* [REQUIRED TASK] Each line from the one that contains "Query: calculator display" to the end of the material must be set down exactly, and no line before it.

BEGIN RECORDED DATA

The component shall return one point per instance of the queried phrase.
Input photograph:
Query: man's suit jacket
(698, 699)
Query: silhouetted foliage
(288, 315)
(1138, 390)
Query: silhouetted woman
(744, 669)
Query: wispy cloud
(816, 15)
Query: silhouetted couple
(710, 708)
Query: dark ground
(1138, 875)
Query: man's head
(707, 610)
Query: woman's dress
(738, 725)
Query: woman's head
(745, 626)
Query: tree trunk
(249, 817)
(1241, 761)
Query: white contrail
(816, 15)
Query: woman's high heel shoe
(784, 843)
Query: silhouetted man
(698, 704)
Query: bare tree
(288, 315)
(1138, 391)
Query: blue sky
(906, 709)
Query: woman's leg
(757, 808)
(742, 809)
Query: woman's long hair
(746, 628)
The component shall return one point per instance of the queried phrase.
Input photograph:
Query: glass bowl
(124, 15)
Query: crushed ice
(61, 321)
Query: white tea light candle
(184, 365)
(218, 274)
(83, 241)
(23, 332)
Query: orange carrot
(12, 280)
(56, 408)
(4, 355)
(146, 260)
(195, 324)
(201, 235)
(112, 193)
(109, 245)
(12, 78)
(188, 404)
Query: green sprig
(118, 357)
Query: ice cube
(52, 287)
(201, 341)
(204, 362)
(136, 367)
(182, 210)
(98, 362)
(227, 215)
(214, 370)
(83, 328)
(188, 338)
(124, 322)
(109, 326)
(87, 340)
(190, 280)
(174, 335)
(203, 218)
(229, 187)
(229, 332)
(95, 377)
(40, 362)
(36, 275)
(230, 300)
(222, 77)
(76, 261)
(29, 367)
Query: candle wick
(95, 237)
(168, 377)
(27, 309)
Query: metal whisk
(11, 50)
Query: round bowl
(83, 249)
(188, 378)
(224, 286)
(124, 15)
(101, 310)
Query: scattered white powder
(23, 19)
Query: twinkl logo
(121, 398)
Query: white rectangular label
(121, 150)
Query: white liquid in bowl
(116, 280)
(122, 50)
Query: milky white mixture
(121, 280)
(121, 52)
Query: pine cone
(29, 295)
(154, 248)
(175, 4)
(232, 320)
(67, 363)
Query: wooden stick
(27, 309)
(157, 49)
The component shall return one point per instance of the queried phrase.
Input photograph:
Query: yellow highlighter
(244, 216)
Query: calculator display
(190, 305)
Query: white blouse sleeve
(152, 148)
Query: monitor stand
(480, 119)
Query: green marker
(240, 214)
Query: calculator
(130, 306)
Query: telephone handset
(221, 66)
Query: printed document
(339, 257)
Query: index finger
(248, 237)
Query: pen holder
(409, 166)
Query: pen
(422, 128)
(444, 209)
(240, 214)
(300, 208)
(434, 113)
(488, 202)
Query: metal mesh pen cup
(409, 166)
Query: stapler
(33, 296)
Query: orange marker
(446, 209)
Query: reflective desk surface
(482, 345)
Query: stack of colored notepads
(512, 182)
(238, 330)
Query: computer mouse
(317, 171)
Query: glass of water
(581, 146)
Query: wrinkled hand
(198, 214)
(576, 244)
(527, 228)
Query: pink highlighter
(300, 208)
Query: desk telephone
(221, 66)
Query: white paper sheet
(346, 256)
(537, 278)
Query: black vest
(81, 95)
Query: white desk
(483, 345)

END RECORDED DATA

* [EXERCISE SOLUTION]
Query: calculator display
(190, 305)
Query: white blouse sleeve
(152, 148)
Query: monitor stand
(480, 119)
Query: green marker
(240, 214)
Query: calculator
(130, 306)
Query: telephone handset
(221, 66)
Query: printed document
(339, 257)
Query: index finger
(248, 237)
Query: pen holder
(409, 166)
Query: pen
(422, 128)
(444, 209)
(240, 214)
(300, 208)
(434, 113)
(488, 202)
Query: metal mesh pen cup
(409, 166)
Query: stapler
(33, 296)
Query: orange marker
(446, 209)
Query: reflective desk surface
(482, 345)
Query: stack of colored notepads
(512, 182)
(238, 330)
Query: computer mouse
(317, 171)
Query: glass of water
(581, 146)
Query: wrinkled hand
(198, 214)
(576, 244)
(527, 228)
Query: pink highlighter
(300, 208)
Query: desk telephone
(221, 66)
Query: white paper sheet
(346, 256)
(537, 278)
Query: black vest
(81, 95)
Query: white desk
(483, 345)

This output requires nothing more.